● Goal of the exercise
Each line from the one containing "Target: house window" to the end of the listing below should be repeated exactly, with no other line included.

━━━━━ Dataset records

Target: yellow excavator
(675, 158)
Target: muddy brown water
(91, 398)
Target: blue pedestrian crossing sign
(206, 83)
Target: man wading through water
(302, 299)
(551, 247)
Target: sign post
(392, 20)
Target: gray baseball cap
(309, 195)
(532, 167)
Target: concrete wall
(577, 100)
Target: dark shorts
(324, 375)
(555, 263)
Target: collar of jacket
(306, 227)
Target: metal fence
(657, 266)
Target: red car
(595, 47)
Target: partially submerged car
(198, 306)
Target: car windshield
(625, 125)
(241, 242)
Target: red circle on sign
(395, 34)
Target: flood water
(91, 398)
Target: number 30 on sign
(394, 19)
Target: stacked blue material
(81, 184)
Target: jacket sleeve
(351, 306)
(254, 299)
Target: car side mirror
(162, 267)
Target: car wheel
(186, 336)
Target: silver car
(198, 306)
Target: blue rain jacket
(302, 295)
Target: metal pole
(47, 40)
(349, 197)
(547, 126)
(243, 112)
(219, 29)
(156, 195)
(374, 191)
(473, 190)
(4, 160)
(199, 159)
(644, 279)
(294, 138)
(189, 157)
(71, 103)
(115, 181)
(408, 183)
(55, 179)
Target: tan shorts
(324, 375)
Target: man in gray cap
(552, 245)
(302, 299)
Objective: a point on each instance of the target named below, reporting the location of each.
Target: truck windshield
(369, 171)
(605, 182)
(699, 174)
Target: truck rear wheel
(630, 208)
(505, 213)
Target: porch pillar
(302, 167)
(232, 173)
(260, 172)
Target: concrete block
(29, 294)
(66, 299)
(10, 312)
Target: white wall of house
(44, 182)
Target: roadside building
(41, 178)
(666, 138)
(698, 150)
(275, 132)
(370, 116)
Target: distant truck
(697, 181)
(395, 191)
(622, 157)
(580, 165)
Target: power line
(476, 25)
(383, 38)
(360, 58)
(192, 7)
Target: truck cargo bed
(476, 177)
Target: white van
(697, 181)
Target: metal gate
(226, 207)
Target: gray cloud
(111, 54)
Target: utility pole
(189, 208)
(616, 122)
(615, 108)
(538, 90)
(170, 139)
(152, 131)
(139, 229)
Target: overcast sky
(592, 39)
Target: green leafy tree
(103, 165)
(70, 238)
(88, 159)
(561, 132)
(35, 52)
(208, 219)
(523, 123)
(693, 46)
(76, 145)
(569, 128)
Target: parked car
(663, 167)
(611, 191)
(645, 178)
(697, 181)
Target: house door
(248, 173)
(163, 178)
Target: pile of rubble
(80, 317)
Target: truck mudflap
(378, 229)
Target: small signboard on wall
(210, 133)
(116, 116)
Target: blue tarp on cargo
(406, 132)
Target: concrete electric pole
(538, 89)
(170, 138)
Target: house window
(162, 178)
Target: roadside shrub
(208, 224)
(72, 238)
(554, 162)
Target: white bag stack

━━━━━━━━━━

● Solved problem
Target: house window
(162, 178)
Target: roadside shrub
(208, 224)
(72, 238)
(554, 162)
Target: white bag stack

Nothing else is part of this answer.